/---
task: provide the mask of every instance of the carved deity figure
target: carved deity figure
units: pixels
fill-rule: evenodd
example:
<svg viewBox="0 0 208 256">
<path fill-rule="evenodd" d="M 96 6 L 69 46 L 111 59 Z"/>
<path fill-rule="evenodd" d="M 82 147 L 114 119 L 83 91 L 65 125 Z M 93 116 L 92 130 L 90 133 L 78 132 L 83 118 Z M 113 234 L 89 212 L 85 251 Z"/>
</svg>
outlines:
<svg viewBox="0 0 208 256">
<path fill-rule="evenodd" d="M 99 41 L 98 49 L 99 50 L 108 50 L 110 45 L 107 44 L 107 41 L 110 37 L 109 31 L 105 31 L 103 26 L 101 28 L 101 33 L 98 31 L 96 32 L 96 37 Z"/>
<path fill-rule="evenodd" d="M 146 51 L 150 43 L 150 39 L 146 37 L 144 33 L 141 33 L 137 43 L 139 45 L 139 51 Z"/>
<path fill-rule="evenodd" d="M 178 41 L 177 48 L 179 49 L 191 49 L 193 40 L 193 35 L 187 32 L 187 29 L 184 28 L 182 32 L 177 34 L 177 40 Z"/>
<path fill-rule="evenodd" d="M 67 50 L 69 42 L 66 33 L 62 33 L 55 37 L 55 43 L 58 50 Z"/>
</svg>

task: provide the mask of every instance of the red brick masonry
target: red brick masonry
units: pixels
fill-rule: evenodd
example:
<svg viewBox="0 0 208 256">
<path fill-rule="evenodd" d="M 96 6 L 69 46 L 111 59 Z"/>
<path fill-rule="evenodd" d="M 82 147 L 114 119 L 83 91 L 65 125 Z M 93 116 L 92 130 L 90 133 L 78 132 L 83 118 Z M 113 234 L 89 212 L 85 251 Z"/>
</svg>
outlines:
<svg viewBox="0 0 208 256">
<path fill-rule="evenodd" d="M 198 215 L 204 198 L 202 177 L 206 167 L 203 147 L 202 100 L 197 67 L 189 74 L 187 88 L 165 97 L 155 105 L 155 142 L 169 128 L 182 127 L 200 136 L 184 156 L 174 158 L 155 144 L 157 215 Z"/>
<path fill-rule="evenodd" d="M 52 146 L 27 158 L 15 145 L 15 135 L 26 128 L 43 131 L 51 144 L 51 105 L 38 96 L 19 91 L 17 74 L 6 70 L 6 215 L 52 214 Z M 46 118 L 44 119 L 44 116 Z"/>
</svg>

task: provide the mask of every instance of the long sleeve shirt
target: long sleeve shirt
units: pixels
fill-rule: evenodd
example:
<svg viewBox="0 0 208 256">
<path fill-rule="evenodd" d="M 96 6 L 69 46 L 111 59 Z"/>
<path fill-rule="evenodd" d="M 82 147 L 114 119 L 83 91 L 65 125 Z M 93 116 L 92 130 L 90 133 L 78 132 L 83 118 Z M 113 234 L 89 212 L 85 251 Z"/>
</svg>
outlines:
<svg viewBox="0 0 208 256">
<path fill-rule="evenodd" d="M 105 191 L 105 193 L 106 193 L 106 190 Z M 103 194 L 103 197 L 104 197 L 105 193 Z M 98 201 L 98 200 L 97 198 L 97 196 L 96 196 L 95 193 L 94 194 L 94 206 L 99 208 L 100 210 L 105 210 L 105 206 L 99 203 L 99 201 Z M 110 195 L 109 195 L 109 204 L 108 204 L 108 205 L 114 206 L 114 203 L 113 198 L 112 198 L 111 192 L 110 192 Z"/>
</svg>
\---
▶ [Brief]
Put every line of the entries above into a Markdown table with the columns Row and Line. Number the rows in order and leave out blank lines.

▶ [Completed task]
| Row | Line |
|---|---|
| 1 | task: provide the mask of every instance of the carved deity figure |
| 2 | target: carved deity figure |
| 3 | units: pixels |
| 4 | fill-rule: evenodd |
| 5 | example: |
| 6 | <svg viewBox="0 0 208 256"> |
| 7 | <path fill-rule="evenodd" d="M 96 6 L 69 46 L 111 59 Z"/> |
| 8 | <path fill-rule="evenodd" d="M 82 147 L 114 119 L 83 91 L 65 125 Z M 93 116 L 92 130 L 90 133 L 78 132 L 83 118 Z M 113 234 L 89 212 L 85 251 Z"/> |
| 9 | </svg> |
| 10 | outlines: |
| 11 | <svg viewBox="0 0 208 256"> |
| 12 | <path fill-rule="evenodd" d="M 99 41 L 98 49 L 99 50 L 108 50 L 110 45 L 107 44 L 107 41 L 110 37 L 109 31 L 105 31 L 103 26 L 101 28 L 101 33 L 98 31 L 96 32 L 96 37 Z"/> |
| 13 | <path fill-rule="evenodd" d="M 146 51 L 150 43 L 150 39 L 146 37 L 144 33 L 141 33 L 137 43 L 139 45 L 139 51 Z"/> |
| 14 | <path fill-rule="evenodd" d="M 178 41 L 177 48 L 179 49 L 191 49 L 193 40 L 193 35 L 187 32 L 187 29 L 184 28 L 182 32 L 177 34 L 177 40 Z"/> |
| 15 | <path fill-rule="evenodd" d="M 67 50 L 69 42 L 66 33 L 62 33 L 55 37 L 55 43 L 58 50 Z"/> |
| 16 | </svg> |
| 17 | task: provide the mask of every instance of the red brick masonry |
| 18 | target: red brick masonry |
| 19 | units: pixels |
| 20 | fill-rule: evenodd |
| 21 | example: |
| 22 | <svg viewBox="0 0 208 256"> |
| 23 | <path fill-rule="evenodd" d="M 96 6 L 69 46 L 111 59 Z"/> |
| 24 | <path fill-rule="evenodd" d="M 82 147 L 114 119 L 83 91 L 65 125 Z M 93 116 L 92 130 L 90 133 L 78 132 L 83 118 Z M 113 234 L 89 212 L 85 251 Z"/> |
| 25 | </svg> |
| 26 | outlines: |
| 27 | <svg viewBox="0 0 208 256"> |
| 28 | <path fill-rule="evenodd" d="M 198 215 L 204 198 L 202 177 L 206 167 L 203 147 L 202 100 L 197 67 L 189 74 L 187 88 L 165 97 L 155 105 L 155 142 L 169 128 L 182 127 L 200 136 L 184 156 L 174 158 L 155 144 L 157 215 Z"/> |
| 29 | <path fill-rule="evenodd" d="M 52 146 L 27 158 L 15 145 L 15 135 L 26 128 L 43 131 L 51 144 L 51 105 L 38 96 L 19 91 L 17 74 L 6 70 L 6 215 L 52 214 Z M 46 118 L 44 119 L 44 116 Z"/> |
| 30 | </svg> |
| 31 | task: provide the mask of every instance of the long sleeve shirt |
| 32 | target: long sleeve shirt |
| 33 | units: pixels |
| 34 | fill-rule: evenodd |
| 35 | example: |
| 36 | <svg viewBox="0 0 208 256"> |
| 37 | <path fill-rule="evenodd" d="M 96 6 L 69 46 L 111 59 Z"/> |
| 38 | <path fill-rule="evenodd" d="M 82 147 L 114 119 L 83 91 L 65 125 Z M 93 116 L 92 130 L 90 133 L 78 132 L 83 118 Z M 113 234 L 89 212 L 85 251 Z"/> |
| 39 | </svg> |
| 40 | outlines: |
| 41 | <svg viewBox="0 0 208 256"> |
| 42 | <path fill-rule="evenodd" d="M 105 191 L 105 193 L 106 193 L 106 190 Z M 103 194 L 103 197 L 104 197 L 105 193 Z M 98 201 L 98 200 L 97 198 L 97 196 L 96 196 L 95 193 L 94 194 L 94 206 L 99 208 L 100 210 L 105 210 L 105 206 L 99 203 L 99 201 Z M 110 195 L 109 195 L 109 204 L 108 204 L 108 205 L 114 206 L 114 203 L 113 198 L 112 198 L 111 192 L 110 192 Z"/> |
| 43 | </svg> |